_Texte cité_.
________________________

Israël-Palestine : pourquoi Tsahal a retiré ses troupes de Gaza
Au 29e jour de guerre, l'armée israélienne a annoncé le retrait de la bande de Gaza de toutes ses troupes au sol, avant l'entrée en vigueur d'une trêve de 72 heures.
Il est trop tôt pour évoquer la fin de l'opération "Bordure protectrice" menée par Israël contre le Hamas depuis le 8 juillet. Mais avec la décision de l'armée israélienne de se retirer de la bande de Gaza, mardi 5 août, le conflit entre manifestement dans une nouvelle phase. Au 29e jour de guerre, francetv info vous résume les raisons de ce tournant.
Parce que le principal objectif d'Israël a été atteint
D'abord, l'armée israélienne estime avoir rempli son principal objectif : détruire tous les passages souterrains du Hamas qui relient la bande de Gaza et Israël. Ces "tunnels de la terreur", pour reprendre l'expression du Premier ministre israélien, Benyamin Nétanyahou, permettaient à des combattants du Hamas de pénétrer en territoire hébreu, en vue de perpétrer des attaques terroristes.
Ces passages souterrains – une trentaine au total – constituaient à ce titre la cible prioritaire de Tsahal, dans le cadre de l'opération terrestre entamée le 17 juillet. Or, "tous les tunnels qui avaient été repérés ont été détruits", a annoncé lundi soir le porte-parole de l'armée israélienne.
Parce que 64 soldats de Tsahal ont déjà été tués
Si Tsahal a décidé de faire un pas en arrière, c'est aussi parce qu'elle a enregistré des pertes humaines importantes. En un mois, 64 de ses soldats, ainsi que trois civils israéliens, ont trouvé la mort. Face au spectre d'une guerre d'usure, coûteuse d'un point de vue humain comme sur le plan financier, Benyamin Nétanyahou a lui-même annoncé que Tsahal allait se redéployer aux marges de la bande de Gaza, "en vue de réduire les frictions" avec les combattants palestiniens.

________________________

_Relevé des données_.
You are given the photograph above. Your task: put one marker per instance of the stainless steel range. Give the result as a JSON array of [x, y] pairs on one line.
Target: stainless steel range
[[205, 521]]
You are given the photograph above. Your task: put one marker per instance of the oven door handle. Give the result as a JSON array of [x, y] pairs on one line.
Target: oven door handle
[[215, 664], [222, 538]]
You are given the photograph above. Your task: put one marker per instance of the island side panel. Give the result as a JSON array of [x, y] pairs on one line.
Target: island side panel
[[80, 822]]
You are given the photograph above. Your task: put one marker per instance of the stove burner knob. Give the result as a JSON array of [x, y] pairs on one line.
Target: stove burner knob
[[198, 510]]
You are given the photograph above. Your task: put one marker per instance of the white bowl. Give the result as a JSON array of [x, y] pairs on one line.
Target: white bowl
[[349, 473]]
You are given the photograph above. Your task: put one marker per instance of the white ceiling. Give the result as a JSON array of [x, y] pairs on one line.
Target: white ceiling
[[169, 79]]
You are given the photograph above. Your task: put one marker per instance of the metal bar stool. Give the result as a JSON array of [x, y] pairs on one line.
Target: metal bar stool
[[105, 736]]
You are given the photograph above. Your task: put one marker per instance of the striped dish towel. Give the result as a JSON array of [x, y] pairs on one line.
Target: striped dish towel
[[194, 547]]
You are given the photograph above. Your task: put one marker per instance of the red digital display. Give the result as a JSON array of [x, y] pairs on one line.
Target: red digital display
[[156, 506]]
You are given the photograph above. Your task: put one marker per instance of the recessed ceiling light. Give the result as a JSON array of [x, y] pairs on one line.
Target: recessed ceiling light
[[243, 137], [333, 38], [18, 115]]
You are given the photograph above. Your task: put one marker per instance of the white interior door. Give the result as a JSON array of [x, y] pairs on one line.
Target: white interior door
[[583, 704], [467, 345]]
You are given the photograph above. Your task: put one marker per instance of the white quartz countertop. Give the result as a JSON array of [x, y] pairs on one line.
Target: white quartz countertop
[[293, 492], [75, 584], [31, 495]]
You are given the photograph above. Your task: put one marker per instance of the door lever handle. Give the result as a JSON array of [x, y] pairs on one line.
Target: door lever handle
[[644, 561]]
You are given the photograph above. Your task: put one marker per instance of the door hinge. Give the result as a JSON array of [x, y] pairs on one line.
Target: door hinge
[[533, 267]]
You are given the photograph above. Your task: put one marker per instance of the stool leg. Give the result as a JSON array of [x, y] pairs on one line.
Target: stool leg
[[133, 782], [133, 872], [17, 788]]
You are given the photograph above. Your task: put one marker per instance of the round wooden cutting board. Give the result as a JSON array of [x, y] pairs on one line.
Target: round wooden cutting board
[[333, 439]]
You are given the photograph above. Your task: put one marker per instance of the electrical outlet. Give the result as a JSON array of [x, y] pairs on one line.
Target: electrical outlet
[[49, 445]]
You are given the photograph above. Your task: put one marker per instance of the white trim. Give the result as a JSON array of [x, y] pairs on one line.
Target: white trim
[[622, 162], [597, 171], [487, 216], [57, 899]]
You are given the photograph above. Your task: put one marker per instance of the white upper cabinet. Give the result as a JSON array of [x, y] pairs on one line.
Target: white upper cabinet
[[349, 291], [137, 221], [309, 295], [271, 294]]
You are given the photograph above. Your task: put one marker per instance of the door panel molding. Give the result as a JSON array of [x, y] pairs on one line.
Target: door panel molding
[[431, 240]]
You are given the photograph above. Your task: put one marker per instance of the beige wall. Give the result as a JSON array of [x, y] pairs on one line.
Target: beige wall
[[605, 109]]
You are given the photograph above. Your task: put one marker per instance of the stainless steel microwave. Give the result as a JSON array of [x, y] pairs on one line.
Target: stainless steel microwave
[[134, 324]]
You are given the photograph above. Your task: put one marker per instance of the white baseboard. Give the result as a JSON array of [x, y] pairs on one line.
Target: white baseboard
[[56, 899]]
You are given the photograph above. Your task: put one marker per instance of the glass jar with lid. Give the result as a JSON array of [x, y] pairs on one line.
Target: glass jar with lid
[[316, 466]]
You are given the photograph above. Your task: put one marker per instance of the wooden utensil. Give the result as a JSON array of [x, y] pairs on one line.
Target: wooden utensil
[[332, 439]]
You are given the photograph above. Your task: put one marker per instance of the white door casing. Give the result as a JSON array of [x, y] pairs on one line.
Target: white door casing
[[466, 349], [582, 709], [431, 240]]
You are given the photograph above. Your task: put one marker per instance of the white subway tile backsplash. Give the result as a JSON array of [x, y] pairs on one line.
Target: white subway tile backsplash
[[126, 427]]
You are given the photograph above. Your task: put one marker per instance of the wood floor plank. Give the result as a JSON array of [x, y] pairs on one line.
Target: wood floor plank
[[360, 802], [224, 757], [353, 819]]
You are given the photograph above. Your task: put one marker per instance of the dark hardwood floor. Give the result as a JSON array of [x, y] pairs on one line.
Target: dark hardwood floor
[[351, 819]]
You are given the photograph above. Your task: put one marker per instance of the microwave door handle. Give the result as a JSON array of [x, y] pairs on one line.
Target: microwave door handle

________________________

_Exercice écrit 1_. Transcrivez, dans l'article sur le retrait des troupes israéliennes de Gaza, tout ce qui va de « Ces passages souterrains » jusqu'à « de l'armée israélienne. ».
_Exercice écrit 2_. D'après l'article sur le retrait des troupes israéliennes de Gaza, combien de soldats de Tsahal ont été tués en un mois ?
_Exercice écrit 3_. Poursuivez l'article sur le retrait des troupes israéliennes de Gaza à partir de l'endroit où il s'arrête.

_Réponse 1_.
Ces passages souterrains – une trentaine au total – constituaient à ce titre la cible prioritaire de Tsahal, dans le cadre de l'opération terrestre entamée le 17 juillet. Or, "tous les tunnels qui avaient été repérés ont été détruits", a annoncé lundi soir le porte-parole de l'armée israélienne.

_Réponse 2_. 64 soldats de Tsahal ont été tués.

_Réponse 3_.
Après tout, "quel gain stratégique y a-t-il à attendre, pour Israël, de l'opération 'Bordure protectrice' contre Gaza ? On n'en voit aujourd'hui aucun", résume Renaud Girard, grand reporter au Figaro, dans une analyse publiée sur le site du quotidien. Dès lors, "ce retrait constitue la moins mauvaise des solutions" pour Benyamin Nétanyahou, estime également la journaliste Hélène Sallon, dans une analyse parue dans Le Monde (article payant).
Parce que le Hamas risque de sortir renforcé
Plusieurs spécialistes du Proche-Orient soulignent également que l'opération israélienne en territoire palestinien pourrait s'avérer contre-productive, dans la mesure où le Hamas risque d'en sortir renforcé. "Sans le vouloir, l'Etat juif a relancé le Hamas, mouvement qui était en perte de vitesse au sein de la population palestinienne", juge Renaud Girard dans Le Figaro.
"La guerre a remis le Hamas dans le jeu politique, sur le plan régional comme sur le plan international", acquiesce le politologue Adnane Abou Amer, de l'université Oumma de Gaza. D'autant que la population lui sait gré de rendre les coups à Israël, souligne Moukhaïmer Abou Saada, professeur de sciences politiques à l’université Al-Azhar de Gaza.
Surtout, les vingt-neuf jours de frappes massives sur la bande de Gaza n’ont pas anéanti la menace militaire que fait peser sur Israël le Hamas. Et si elle estime avoir tué quelque 900 terroristes palestiniens, l’armée israélienne n’a annoncé la mort d’aucun chef important de la branche militaire du mouvement islamiste.
Parce que la communauté internationale hausse le ton
La décision de retirer de Gaza toutes les troupes au sol répond aussi à un impératif diplomatique. Car après le bombardement de trois écoles de l'ONU en dix jours, Israël s'est attiré les foudres de la communauté internationale.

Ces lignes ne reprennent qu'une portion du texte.